**REQUIRED WORK:**
From the line containing "Pin the man's bare arm, one" to the last line of the listing, both included, copy every line exactly and drop the pictures.

**MATERIAL SHOWN:**
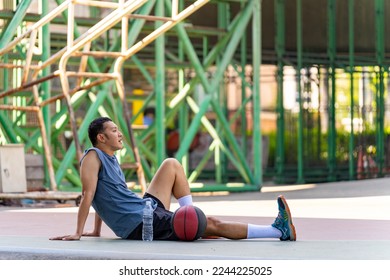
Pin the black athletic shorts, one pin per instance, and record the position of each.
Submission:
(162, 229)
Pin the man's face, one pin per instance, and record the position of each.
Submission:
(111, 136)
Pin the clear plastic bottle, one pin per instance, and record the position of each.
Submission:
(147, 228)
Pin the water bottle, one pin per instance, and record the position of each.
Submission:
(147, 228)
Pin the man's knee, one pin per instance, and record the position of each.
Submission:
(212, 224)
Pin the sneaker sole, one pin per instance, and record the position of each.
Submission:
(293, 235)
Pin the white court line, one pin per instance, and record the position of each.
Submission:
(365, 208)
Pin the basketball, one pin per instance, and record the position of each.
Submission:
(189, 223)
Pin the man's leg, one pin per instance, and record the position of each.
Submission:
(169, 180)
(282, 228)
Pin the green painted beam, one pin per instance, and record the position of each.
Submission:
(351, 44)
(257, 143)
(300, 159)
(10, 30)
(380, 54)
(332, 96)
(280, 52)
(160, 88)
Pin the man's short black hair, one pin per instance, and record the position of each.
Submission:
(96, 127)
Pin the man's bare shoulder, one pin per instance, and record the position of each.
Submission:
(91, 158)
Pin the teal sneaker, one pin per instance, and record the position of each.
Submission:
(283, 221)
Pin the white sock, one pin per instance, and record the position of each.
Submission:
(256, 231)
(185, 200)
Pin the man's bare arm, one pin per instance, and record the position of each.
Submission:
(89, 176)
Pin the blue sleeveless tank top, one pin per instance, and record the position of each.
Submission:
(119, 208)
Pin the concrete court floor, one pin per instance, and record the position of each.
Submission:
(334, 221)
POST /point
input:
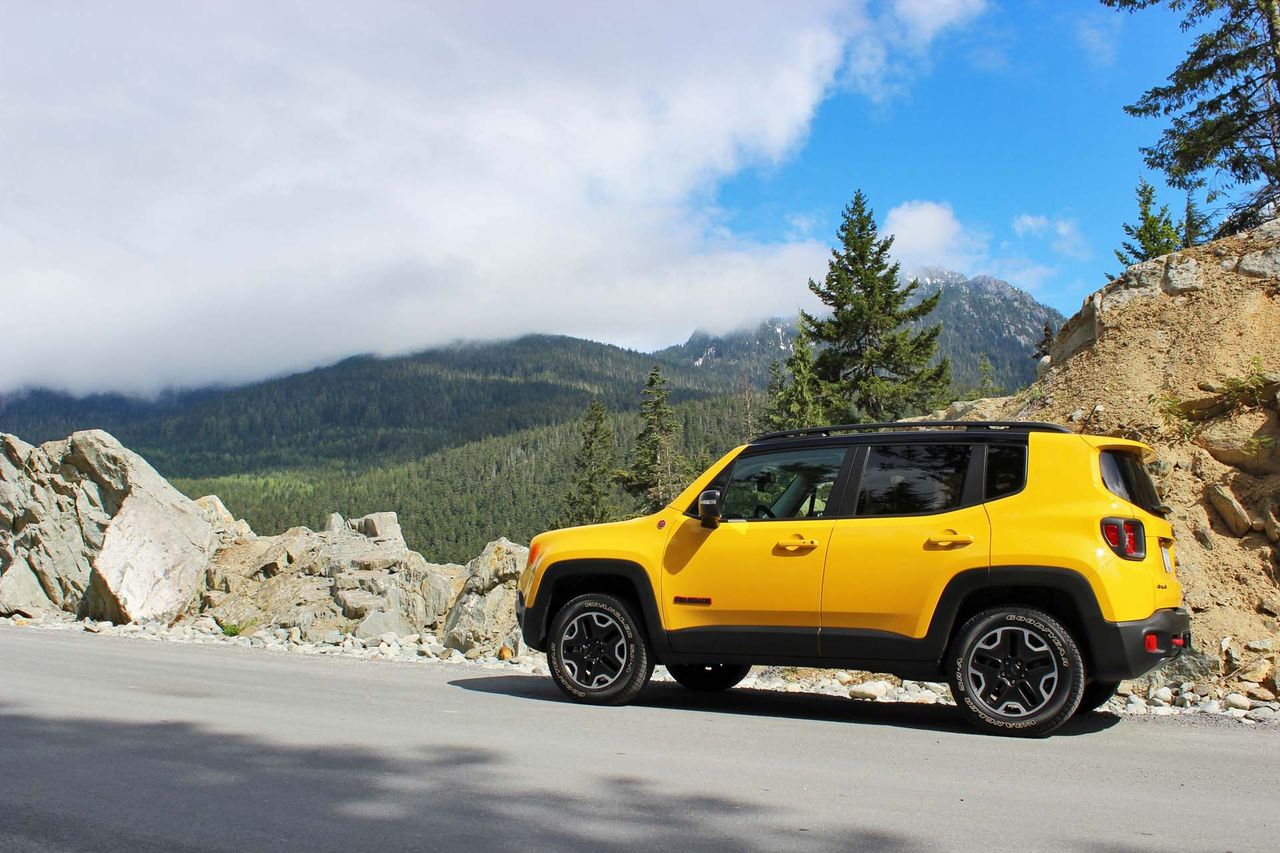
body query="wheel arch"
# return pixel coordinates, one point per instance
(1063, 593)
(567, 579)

**RESPONSE TO THIS EXERCISE:**
Pin the man's bare arm, one pin per instance, and record the position of each.
Submission:
(89, 176)
Pin the blue sleeveless tank top, one pin per instance, and record the position of each.
Submission:
(119, 208)
Pin the concrete court floor, one pin per instance, and record the position of each.
Submission:
(334, 221)
POST /point
input:
body query="wheel arch"
# return pixel coordinates, one point per instance
(1063, 593)
(567, 579)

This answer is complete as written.